▶ **Document passage**
2016-08-08 Thread Ben Tasker
If you're using Firefox, one thing you want to consider is DNS leakage.

If you go into about:config, see whether network.proxy.socks_remote_dns
exists. If not create it and set to True.

Without that, DNS won't use the tunnel. As you've got a VPN running it'll
likely egress from the VPN endpoint instead.

> VPN ---> Torsocks (on 127.0.0.1) ---> SSH (bound to port 3) ---> VPS
---> Internet.

How do you pay for the VPS? If it's in your name (or can be linked to you)
then all you're doing is preventing your local ISP from seeing what you're
connecting to (which might, of course, be your aim). You do, in effect,
have a fixed exit point though, so it's worth bearing in mind that in some
ways it makes you more identifiable from the point of view of services
you're connecting to.





On Mon, Aug 8, 2016 at 11:55 AM,  wrote:

> I, like many other uses of Tor, have become increasingly frustrated with
> sites like Craigslist which discriminate against Tor. It makes these sites
> hard to use. I therefore decided to discover if it is possible to use Tor
> but end up with a non-Tor IP.
>
> I use Torsocks to login to a VPS server via SSH and bind SSH to a specific
> port with SSH’s -D option.

▶ **Task brief**
Reproduce the mailing-list message about Firefox DNS leakage above, word for word and in full.

▶ **Data**

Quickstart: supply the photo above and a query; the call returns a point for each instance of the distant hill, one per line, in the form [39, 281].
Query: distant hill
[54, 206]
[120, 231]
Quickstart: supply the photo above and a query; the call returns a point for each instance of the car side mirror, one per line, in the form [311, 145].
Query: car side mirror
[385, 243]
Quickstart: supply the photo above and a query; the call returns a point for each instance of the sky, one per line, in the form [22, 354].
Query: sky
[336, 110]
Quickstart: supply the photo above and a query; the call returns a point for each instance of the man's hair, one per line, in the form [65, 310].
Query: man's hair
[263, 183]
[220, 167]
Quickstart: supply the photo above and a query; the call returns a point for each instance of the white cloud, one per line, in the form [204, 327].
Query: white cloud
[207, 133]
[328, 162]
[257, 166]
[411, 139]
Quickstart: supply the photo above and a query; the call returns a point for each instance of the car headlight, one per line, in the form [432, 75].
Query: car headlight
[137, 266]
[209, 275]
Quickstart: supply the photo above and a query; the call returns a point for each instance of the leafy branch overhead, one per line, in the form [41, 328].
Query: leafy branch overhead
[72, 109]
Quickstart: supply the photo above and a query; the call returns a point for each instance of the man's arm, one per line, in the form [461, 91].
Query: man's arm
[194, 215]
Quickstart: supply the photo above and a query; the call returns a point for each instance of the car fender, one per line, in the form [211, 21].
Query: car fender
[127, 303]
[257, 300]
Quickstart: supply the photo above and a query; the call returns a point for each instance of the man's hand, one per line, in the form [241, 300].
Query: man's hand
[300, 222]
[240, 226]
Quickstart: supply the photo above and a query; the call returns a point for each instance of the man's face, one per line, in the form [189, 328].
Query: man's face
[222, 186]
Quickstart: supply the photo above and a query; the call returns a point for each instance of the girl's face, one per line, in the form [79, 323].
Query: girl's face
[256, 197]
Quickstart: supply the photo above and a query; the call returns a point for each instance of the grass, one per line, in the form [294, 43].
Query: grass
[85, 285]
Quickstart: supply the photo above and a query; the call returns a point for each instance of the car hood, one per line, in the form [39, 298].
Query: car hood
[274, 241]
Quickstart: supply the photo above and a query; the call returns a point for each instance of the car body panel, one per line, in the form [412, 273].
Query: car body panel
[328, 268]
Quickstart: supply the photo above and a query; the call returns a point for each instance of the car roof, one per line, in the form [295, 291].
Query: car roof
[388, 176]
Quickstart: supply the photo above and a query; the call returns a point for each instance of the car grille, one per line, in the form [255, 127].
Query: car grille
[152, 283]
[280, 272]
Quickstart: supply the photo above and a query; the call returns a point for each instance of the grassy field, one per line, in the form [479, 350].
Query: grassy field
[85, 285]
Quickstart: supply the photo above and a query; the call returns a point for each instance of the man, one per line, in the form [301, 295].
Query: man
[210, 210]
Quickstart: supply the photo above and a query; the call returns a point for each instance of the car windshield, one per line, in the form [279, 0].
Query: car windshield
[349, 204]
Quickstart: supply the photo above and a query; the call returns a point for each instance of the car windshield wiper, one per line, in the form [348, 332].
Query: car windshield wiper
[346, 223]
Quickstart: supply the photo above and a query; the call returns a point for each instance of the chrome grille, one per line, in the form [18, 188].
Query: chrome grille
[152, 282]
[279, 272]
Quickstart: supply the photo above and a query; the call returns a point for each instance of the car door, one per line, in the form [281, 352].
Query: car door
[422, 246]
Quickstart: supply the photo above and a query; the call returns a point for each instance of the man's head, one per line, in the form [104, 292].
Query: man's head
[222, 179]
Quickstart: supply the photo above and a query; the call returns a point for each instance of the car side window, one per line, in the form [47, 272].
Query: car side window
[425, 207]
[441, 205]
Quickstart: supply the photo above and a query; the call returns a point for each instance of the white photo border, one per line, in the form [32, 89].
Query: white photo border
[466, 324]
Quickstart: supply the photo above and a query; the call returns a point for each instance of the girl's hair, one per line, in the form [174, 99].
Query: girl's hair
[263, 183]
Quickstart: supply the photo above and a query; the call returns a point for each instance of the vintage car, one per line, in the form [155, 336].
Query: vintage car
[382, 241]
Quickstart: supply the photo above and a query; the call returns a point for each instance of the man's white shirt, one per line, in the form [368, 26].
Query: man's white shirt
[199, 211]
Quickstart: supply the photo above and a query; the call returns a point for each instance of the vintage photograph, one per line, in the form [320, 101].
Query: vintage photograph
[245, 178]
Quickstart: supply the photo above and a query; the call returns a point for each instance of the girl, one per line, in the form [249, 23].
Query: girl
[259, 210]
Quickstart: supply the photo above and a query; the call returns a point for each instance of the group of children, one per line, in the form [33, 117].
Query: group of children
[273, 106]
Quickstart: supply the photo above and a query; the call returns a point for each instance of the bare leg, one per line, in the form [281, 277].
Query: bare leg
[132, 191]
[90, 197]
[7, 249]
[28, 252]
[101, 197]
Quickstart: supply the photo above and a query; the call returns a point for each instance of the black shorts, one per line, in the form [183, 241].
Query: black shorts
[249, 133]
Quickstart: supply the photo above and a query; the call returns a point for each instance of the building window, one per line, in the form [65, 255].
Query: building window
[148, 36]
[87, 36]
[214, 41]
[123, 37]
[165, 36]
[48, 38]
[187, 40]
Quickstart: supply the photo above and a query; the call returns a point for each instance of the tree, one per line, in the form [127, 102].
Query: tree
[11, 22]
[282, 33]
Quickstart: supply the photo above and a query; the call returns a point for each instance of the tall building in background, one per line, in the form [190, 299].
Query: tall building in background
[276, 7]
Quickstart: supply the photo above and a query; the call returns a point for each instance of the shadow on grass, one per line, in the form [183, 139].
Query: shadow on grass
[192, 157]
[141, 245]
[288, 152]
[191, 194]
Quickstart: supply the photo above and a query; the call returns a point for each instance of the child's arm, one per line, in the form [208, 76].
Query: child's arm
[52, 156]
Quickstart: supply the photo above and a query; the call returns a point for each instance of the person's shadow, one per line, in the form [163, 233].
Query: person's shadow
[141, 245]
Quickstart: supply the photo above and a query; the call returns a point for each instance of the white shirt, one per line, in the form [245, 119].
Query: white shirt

▶ **Exercise output**
2016-08-08 Thread Ben Tasker
If you're using Firefox, one thing you want to consider is DNS leakage.

If you go into about:config, see whether network.proxy.socks_remote_dns
exists. If not create it and set to True.

Without that, DNS won't use the tunnel. As you've got a VPN running it'll
likely egress from the VPN endpoint instead.

> VPN ---> Torsocks (on 127.0.0.1) ---> SSH (bound to port 3) ---> VPS
---> Internet.

How do you pay for the VPS? If it's in your name (or can be linked to you)
then all you're doing is preventing your local ISP from seeing what you're
connecting to (which might, of course, be your aim). You do, in effect,
have a fixed exit point though, so it's worth bearing in mind that in some
ways it makes you more identifiable from the point of view of services
you're connecting to.





On Mon, Aug 8, 2016 at 11:55 AM,  wrote:

> I, like many other uses of Tor, have become increasingly frustrated with
> sites like Craigslist which discriminate against Tor. It makes these sites
> hard to use. I therefore decided to discover if it is possible to use Tor
> but end up with a non-Tor IP.
>
> I use Torsocks to login to a VPS server via SSH and bind SSH to a specific
> port with SSH’s -D option.